*Aim of the exercise*. Write the records out again without change. Leave the pictures behind.

----- Extracted records -----

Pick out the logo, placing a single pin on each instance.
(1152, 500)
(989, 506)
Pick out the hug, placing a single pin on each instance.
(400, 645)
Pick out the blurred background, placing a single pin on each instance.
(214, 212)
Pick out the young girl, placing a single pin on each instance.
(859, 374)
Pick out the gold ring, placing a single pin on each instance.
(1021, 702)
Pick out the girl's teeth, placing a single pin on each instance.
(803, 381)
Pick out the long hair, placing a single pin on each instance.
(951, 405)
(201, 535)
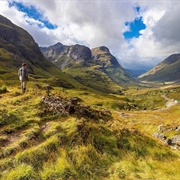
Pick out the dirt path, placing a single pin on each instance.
(169, 102)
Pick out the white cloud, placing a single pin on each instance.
(96, 23)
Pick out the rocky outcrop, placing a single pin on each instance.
(70, 106)
(174, 141)
(67, 56)
(102, 56)
(167, 70)
(17, 46)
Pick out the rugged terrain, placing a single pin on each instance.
(166, 71)
(80, 134)
(96, 68)
(62, 129)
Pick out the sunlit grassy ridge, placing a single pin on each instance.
(53, 147)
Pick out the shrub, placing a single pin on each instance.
(3, 89)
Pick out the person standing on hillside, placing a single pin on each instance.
(23, 77)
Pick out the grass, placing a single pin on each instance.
(52, 147)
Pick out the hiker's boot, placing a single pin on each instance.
(22, 90)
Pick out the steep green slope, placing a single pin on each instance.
(17, 46)
(167, 70)
(96, 68)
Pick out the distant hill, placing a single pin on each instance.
(17, 46)
(96, 68)
(167, 70)
(135, 73)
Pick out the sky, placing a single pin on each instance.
(139, 33)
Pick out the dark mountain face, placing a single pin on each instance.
(102, 56)
(136, 73)
(167, 70)
(96, 68)
(17, 46)
(67, 56)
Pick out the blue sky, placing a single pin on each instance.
(32, 12)
(135, 27)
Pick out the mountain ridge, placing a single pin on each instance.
(91, 67)
(165, 71)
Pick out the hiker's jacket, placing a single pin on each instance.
(23, 74)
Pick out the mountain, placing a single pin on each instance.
(96, 68)
(167, 70)
(18, 46)
(135, 73)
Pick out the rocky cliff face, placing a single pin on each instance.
(167, 70)
(67, 56)
(102, 56)
(17, 46)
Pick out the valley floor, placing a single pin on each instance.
(37, 143)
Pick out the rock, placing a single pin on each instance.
(70, 106)
(160, 136)
(161, 128)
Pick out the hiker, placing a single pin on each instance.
(23, 77)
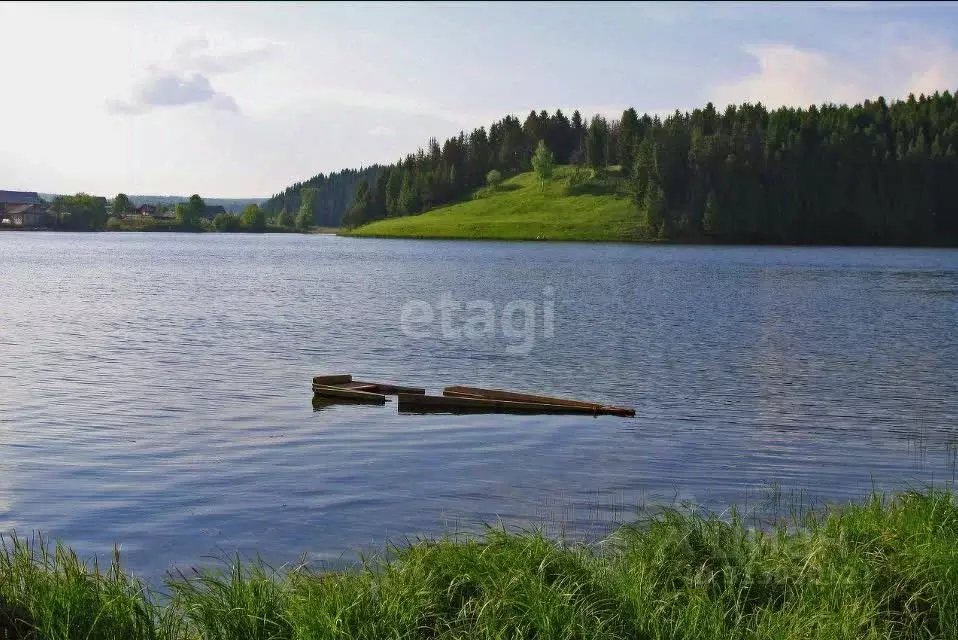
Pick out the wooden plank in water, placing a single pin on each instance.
(333, 379)
(392, 389)
(351, 394)
(415, 402)
(499, 394)
(460, 391)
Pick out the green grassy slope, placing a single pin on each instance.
(520, 210)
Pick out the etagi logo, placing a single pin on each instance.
(479, 320)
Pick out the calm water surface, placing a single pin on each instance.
(155, 388)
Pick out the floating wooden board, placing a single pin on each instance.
(459, 391)
(333, 379)
(321, 403)
(391, 389)
(472, 405)
(349, 394)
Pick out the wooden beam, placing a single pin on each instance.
(350, 394)
(490, 405)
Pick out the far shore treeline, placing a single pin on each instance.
(84, 212)
(876, 173)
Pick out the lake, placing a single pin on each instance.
(156, 387)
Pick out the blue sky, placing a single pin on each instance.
(241, 100)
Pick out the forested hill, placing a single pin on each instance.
(333, 194)
(874, 173)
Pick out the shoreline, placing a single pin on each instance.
(884, 567)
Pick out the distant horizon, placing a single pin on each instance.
(44, 194)
(229, 98)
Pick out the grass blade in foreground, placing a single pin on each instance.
(882, 569)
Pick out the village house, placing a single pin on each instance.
(23, 209)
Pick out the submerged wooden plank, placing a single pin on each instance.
(322, 403)
(499, 394)
(351, 394)
(460, 391)
(333, 379)
(452, 403)
(392, 389)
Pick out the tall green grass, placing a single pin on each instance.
(886, 568)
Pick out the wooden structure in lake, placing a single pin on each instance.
(455, 399)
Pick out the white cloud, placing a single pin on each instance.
(184, 78)
(788, 75)
(382, 131)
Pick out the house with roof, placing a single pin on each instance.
(23, 209)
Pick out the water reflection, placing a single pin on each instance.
(154, 387)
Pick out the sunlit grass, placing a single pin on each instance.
(886, 568)
(521, 210)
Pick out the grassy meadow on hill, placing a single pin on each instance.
(597, 210)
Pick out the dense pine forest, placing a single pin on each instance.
(874, 173)
(330, 196)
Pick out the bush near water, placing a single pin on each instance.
(883, 569)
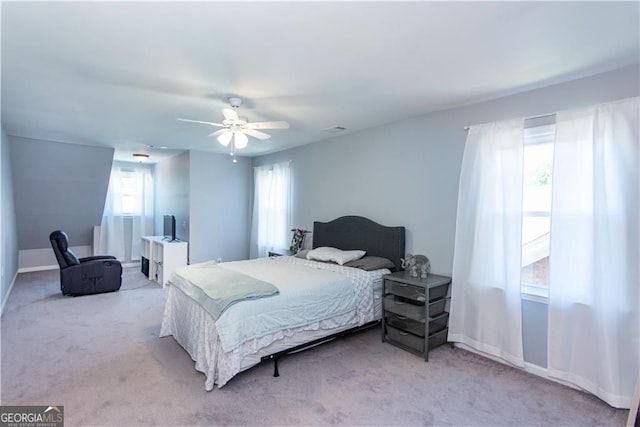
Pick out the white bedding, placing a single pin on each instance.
(346, 300)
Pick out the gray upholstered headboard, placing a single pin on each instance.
(356, 232)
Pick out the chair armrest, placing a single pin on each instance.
(96, 258)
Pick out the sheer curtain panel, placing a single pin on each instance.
(128, 213)
(594, 326)
(270, 225)
(486, 302)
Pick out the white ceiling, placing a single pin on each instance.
(119, 74)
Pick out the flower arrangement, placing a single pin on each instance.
(298, 239)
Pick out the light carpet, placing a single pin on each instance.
(100, 357)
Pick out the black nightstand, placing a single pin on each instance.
(414, 311)
(280, 252)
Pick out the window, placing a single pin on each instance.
(536, 209)
(127, 192)
(271, 209)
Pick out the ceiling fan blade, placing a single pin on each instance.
(200, 121)
(230, 114)
(268, 125)
(219, 132)
(256, 133)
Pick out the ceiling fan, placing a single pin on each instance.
(235, 128)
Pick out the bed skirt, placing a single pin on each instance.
(194, 329)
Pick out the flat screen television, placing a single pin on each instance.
(169, 232)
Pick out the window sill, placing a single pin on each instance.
(534, 293)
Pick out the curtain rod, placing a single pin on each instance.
(539, 116)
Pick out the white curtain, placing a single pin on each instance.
(486, 302)
(594, 326)
(128, 213)
(270, 226)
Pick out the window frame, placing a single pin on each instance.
(537, 134)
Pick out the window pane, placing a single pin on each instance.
(535, 250)
(536, 206)
(127, 204)
(538, 163)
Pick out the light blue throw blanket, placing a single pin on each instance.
(216, 288)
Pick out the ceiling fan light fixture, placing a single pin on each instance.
(225, 138)
(140, 157)
(240, 140)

-----

*Written response*.
Pick out the logo, placing a single pin on each instance.
(1152, 500)
(989, 506)
Pick out the hug, placing a single pin on each instance.
(400, 645)
Pick out the blurred background, placing a single pin on each instance.
(214, 212)
Pick out the young girl, placing a single pin on each instance.
(859, 374)
Pick out the gold ring, placing a single pin on each instance.
(1021, 702)
Pick out the girl's teeth, placing a single pin on each instance.
(803, 381)
Pick out the long hair, placing a single pin on each instance.
(951, 405)
(201, 535)
Pick out the dirt path, placing a single pin on each instance.
(169, 102)
Pick out the white cloud, placing a single pin on each instance.
(96, 23)
Pick out the rocky outcrop, placing a single pin on each instance.
(70, 106)
(174, 141)
(67, 56)
(102, 56)
(167, 70)
(17, 46)
Pick out the rugged terrain, placing a single pin on each instance.
(166, 71)
(80, 134)
(96, 68)
(62, 129)
Pick out the sunlit grassy ridge, placing a single pin on each instance.
(53, 147)
Pick out the shrub, placing a single pin on each instance.
(3, 89)
Pick out the person standing on hillside, placing a single pin on each instance.
(23, 77)
Pick out the grass, placing a single pin on each instance.
(52, 147)
Pick out the hiker's boot, placing a single pin on each instance.
(22, 90)
Pick out the steep green slope, placing a single pin on each instance.
(17, 46)
(167, 70)
(96, 68)
Pick out the distant hill, placing a single pin on each instance.
(17, 46)
(96, 68)
(167, 70)
(135, 73)
Pick out the sky, placing a single pin on each instance.
(139, 33)
Pick out the dark mountain face, placing a single pin on each instance.
(102, 56)
(136, 73)
(167, 70)
(96, 68)
(17, 46)
(67, 56)
Pick out the blue sky, placing a single pin on each instance.
(32, 12)
(135, 27)
Pick out the mountain ridge, placing a single pin on each instance.
(91, 67)
(165, 71)
Pick out the hiker's jacket, placing a single pin on each instance.
(23, 74)
Pick out the mountain, placing a single pin on each instance.
(96, 68)
(167, 70)
(18, 46)
(135, 73)
Pick out the rocky cliff face, placing a single pin on each instance.
(167, 70)
(67, 56)
(102, 56)
(17, 46)
Pick out the valley floor, placing a single pin on each instance.
(37, 143)
Pick out the rock, placing a single pin on each instance.
(70, 106)
(160, 136)
(161, 128)
Pick out the hiker, placing a single pin on each instance.
(23, 77)
Pick out the wooden plank in water, placing a single pin on each instance.
(333, 379)
(392, 389)
(351, 394)
(415, 402)
(499, 394)
(460, 391)
Pick out the green grassy slope, placing a single pin on each instance.
(520, 210)
Pick out the etagi logo, placing a single pin on each instance.
(479, 320)
Pick out the calm water surface, placing a single pin on each instance.
(155, 388)
Pick out the floating wooden board, placing a single pin on each instance.
(459, 391)
(333, 379)
(321, 403)
(391, 389)
(472, 405)
(349, 394)
Pick out the wooden beam, placing a single pin on each instance.
(350, 394)
(490, 405)
Pick out the far shore treeline, placing a single pin on each instance.
(84, 212)
(876, 173)
Pick out the lake, placing a single pin on each instance.
(156, 387)
Pick out the blue sky, placing a single pin on each instance.
(241, 100)
Pick out the forested hill, placing a single pin on each instance.
(333, 194)
(874, 173)
Pick out the shoreline, placing a single pin on each instance.
(884, 567)
Pick out the distant horizon, placing a single pin on each instance.
(44, 194)
(229, 98)
Pick out the grass blade in foreground, placing a single pin on each instance.
(882, 569)
Pick out the village house, placing a single pin on each instance.
(23, 209)
Pick out the submerged wooden plank, placing a single pin on each instance.
(322, 403)
(499, 394)
(351, 394)
(460, 391)
(333, 379)
(452, 403)
(392, 389)
Pick out the tall green grass, placing a single pin on each instance.
(886, 568)
Pick out the wooden structure in lake, placing a single pin on each instance.
(455, 399)
Pick out the white cloud, placing a single pin on each instance.
(184, 78)
(788, 75)
(382, 131)
Pick out the house with roof, placing a single pin on each instance.
(23, 209)
Pick out the water reflection, placing a single pin on each instance.
(154, 387)
Pick out the sunlit grass, placing a single pin on each instance.
(886, 568)
(521, 210)
Pick out the grassy meadow on hill, placing a single pin on each instance.
(597, 210)
Pick out the dense pine forest, placing a single pin on each instance.
(874, 173)
(330, 196)
Pick out the bush near water, placing a single pin on each instance.
(883, 569)
Pick out the white bedding, placing a single pin on each instance.
(346, 300)
Pick out the gray upholstered headboard, placing a single pin on each instance.
(356, 232)
Pick out the chair armrest, placing a single pin on each instance.
(96, 258)
Pick out the sheer curtain panel, placing a single pin on each instance.
(128, 213)
(594, 326)
(270, 225)
(486, 302)
Pick out the white ceiling, placing a single pin on each instance.
(119, 74)
Pick out the flower arrangement, placing a single pin on each instance.
(298, 239)
Pick out the light carpet, placing a single pin on each instance.
(100, 357)
Pick out the black nightstand, placing a single pin on each instance.
(414, 311)
(280, 252)
Pick out the window, placing a single pin on each instance.
(536, 209)
(127, 192)
(271, 209)
Pick out the ceiling fan blade, placing a single pin on each instance.
(200, 121)
(230, 114)
(268, 125)
(219, 132)
(256, 133)
Pick out the ceiling fan, placing a single pin on each instance.
(235, 128)
Pick out the bed skirt, placing a single pin on each instance.
(194, 329)
Pick out the flat screen television, placing a single pin on each instance.
(169, 232)
Pick out the window sill, placing a single pin on each instance.
(534, 293)
Pick out the curtain rod, placing a single pin on each instance.
(539, 116)
Pick out the white curtain, placing a single pin on each instance.
(486, 302)
(594, 326)
(128, 213)
(270, 226)
Pick out the window frame, placing a single pin on each instance.
(537, 134)
Pick out the window pane, placing a single pin on each instance.
(535, 250)
(536, 206)
(127, 204)
(538, 163)
Pick out the light blue throw blanket, placing a single pin on each instance.
(216, 288)
Pick out the ceiling fan light fixture, placing a single pin on each instance.
(225, 138)
(140, 157)
(240, 140)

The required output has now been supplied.